- Extract to read

● ● ● ● ●

Influence of non-statistical properties in nuclear structure on emission of prompt fission neutrons

TL;DR

This paper extends the HF$^3$D model to better understand prompt fission neutron spectra in thermal neutron induced fission of uranium-235, highlighting the influence of nuclear structure properties beyond statistical assumptions.

Contribution

The study introduces a modified model incorporating non-statistical nuclear structure effects, improving the understanding of PFNS discrepancies at higher energies.

Findings

Discrepancies at high neutron energies are linked to primary fragment yields and high spin states.

Non-statistical properties significantly influence prompt neutron emission spectra.

Model sensitivity analysis identifies key nuclear structure factors affecting PFNS.

● ● ● ● ●

- Dataset excerpts

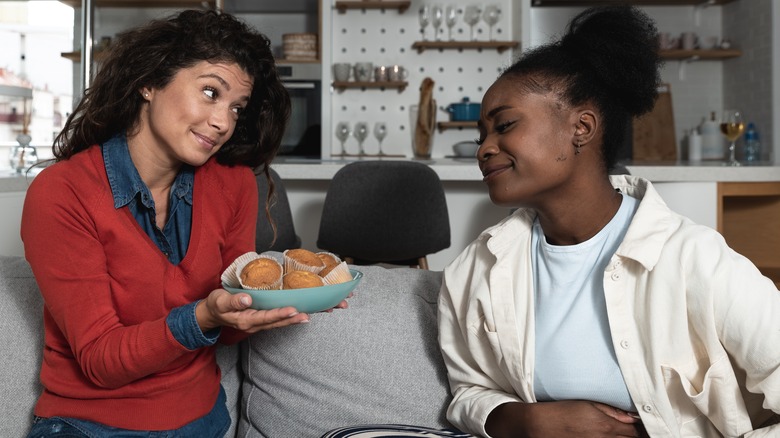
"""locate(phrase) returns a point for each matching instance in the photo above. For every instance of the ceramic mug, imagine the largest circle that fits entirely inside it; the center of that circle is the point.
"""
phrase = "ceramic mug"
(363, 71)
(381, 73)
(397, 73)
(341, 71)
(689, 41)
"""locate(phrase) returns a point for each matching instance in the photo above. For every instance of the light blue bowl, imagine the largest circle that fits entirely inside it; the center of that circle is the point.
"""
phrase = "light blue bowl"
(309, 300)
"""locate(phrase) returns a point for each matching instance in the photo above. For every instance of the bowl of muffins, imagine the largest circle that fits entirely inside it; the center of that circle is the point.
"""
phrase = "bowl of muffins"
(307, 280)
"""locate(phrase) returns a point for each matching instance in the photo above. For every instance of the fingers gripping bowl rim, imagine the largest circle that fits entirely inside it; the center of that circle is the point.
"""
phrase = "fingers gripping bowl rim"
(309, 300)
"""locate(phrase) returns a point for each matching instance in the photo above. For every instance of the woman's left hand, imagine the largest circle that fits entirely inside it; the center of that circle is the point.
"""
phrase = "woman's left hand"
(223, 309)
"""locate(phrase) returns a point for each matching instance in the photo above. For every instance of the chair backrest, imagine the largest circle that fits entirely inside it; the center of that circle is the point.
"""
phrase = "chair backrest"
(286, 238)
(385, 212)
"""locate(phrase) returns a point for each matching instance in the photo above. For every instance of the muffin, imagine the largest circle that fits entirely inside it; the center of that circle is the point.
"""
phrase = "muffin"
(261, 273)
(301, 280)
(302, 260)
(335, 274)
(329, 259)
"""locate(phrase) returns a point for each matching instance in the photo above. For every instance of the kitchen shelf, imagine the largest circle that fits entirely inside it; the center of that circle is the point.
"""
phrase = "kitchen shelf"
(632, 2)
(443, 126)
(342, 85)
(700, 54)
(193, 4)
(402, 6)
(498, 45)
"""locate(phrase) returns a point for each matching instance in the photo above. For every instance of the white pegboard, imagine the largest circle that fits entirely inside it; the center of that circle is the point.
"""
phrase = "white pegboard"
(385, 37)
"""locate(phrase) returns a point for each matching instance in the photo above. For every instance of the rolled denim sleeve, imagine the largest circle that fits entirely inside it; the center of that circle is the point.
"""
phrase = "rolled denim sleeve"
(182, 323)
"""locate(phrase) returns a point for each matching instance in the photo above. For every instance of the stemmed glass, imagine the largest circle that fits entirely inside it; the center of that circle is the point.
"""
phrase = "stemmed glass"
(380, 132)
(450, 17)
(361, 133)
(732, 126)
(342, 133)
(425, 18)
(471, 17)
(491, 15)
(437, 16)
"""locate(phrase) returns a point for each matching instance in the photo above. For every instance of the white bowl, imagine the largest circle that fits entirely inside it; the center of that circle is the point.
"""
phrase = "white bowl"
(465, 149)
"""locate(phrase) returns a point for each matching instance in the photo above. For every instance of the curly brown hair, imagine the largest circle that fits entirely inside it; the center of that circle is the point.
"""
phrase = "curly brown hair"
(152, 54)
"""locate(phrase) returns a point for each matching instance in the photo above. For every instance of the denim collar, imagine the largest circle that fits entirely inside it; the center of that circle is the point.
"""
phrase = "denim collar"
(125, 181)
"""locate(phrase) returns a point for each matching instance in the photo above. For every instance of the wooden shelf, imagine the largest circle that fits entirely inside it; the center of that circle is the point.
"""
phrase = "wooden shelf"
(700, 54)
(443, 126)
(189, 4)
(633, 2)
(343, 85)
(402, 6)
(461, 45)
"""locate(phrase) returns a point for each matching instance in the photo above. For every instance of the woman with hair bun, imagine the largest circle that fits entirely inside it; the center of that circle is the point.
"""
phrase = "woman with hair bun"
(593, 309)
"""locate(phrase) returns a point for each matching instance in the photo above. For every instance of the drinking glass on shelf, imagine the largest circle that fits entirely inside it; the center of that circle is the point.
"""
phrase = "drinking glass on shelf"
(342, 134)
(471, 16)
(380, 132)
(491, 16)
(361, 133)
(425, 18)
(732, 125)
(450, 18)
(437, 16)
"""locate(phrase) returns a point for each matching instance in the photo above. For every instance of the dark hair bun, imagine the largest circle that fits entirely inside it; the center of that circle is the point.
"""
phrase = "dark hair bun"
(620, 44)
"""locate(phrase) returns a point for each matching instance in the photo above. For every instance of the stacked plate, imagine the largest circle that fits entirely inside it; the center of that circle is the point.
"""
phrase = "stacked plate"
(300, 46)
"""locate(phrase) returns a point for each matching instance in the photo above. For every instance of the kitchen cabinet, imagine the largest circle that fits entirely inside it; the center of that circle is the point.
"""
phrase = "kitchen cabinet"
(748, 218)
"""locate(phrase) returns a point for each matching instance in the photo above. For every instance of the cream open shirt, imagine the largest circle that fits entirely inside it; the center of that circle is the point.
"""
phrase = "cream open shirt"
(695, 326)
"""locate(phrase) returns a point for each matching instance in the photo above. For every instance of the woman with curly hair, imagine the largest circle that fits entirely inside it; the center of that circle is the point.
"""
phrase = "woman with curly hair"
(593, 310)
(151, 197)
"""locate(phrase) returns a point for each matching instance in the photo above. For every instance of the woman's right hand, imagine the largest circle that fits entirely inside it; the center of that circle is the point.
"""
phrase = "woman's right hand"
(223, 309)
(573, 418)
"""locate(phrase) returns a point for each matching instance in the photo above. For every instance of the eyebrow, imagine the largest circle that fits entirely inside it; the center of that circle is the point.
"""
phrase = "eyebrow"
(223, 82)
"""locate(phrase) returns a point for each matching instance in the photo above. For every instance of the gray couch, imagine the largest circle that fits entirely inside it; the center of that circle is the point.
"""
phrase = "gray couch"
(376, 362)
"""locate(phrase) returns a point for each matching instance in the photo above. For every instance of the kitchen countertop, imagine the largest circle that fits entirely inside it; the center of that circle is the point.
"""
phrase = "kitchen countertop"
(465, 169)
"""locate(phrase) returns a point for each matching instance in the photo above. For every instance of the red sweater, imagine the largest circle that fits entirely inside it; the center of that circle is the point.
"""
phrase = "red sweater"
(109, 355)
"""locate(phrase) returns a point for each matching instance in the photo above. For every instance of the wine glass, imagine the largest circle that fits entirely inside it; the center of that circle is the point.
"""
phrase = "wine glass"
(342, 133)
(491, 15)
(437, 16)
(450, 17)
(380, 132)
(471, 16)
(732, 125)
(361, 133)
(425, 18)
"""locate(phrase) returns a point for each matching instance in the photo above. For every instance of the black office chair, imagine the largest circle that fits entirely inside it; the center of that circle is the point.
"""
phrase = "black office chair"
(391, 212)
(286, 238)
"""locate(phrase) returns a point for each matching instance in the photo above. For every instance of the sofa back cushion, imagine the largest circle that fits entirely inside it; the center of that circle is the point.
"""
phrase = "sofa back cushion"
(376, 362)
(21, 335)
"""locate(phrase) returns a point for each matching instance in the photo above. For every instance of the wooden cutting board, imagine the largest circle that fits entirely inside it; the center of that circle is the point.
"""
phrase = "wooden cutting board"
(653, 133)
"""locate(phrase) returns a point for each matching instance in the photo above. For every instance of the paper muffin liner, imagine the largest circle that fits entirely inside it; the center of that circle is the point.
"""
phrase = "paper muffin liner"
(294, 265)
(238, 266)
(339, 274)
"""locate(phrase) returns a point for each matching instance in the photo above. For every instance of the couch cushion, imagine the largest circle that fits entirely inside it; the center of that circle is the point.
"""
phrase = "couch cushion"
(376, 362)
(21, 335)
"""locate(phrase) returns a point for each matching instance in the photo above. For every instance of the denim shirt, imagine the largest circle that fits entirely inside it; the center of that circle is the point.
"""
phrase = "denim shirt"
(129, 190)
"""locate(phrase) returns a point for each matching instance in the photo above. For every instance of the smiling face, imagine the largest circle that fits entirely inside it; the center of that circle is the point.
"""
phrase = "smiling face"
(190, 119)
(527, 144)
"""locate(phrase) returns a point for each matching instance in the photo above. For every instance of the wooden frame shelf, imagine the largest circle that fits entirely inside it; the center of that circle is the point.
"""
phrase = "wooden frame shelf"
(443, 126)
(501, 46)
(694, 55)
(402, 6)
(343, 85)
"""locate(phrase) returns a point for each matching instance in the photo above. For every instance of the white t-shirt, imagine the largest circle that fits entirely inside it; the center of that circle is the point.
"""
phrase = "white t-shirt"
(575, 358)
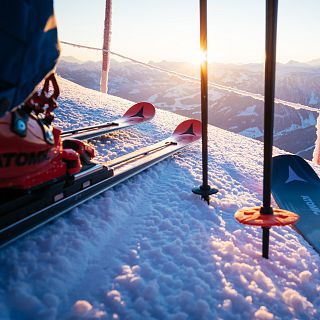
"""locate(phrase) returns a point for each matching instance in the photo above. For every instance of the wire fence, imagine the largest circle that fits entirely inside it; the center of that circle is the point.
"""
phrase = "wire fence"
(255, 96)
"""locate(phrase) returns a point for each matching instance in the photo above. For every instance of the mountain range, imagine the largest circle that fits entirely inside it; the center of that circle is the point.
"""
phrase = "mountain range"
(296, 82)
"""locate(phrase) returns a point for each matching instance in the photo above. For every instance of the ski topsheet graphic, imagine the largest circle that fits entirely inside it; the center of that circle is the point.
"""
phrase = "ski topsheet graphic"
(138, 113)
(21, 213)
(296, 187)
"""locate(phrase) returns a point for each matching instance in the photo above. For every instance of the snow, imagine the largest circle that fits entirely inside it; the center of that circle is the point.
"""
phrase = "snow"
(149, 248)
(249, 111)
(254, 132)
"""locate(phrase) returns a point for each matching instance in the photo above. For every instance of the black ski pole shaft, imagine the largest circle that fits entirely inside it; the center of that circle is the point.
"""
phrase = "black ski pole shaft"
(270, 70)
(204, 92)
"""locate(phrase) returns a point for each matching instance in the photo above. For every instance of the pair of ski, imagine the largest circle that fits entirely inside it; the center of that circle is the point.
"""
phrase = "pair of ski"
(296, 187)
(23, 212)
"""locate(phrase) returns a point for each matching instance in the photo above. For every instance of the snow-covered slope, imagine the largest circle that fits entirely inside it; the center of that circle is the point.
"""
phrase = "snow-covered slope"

● ● ● ● ●

- Required actions
**1)** Answer these questions about the summary on prompt fission neutrons:
(a) Which model does the paper extend?
(b) What are the discrepancies at high neutron energies linked to?
(c) Which fission process do the spectra under study come from?
**2)** Carry the summary on prompt fission neutrons forward from its final sentence.

- Responses for each task
**1)**
(a) The HF$^3$D model.
(b) Primary fragment yields and high spin states.
(c) Thermal neutron induced fission of uranium-235.

**2)**
Abstract

The Hauser-Feshbach Fission Fragment Decay (HF$^3$D) model is extended to calculate the prompt fission neutron spectrum (PFNS) for the thermal neutron induced fission on $^{235}$U, where the evaporated neutrons from all possible fission fragment pairs are aggregated. By studying model parameter sensitivities on the calculated PFNS, as well as non-statistical behavior of low-lying discrete level spin distribution, we conclude that discrepancies between the aggregation calculation and the experimental PFNS seen at higher neutron emission energies can be attributed to both the primary fission fragment yield distribution and the possible high spin states that are not predicted by the statistical theory of nuclear structure.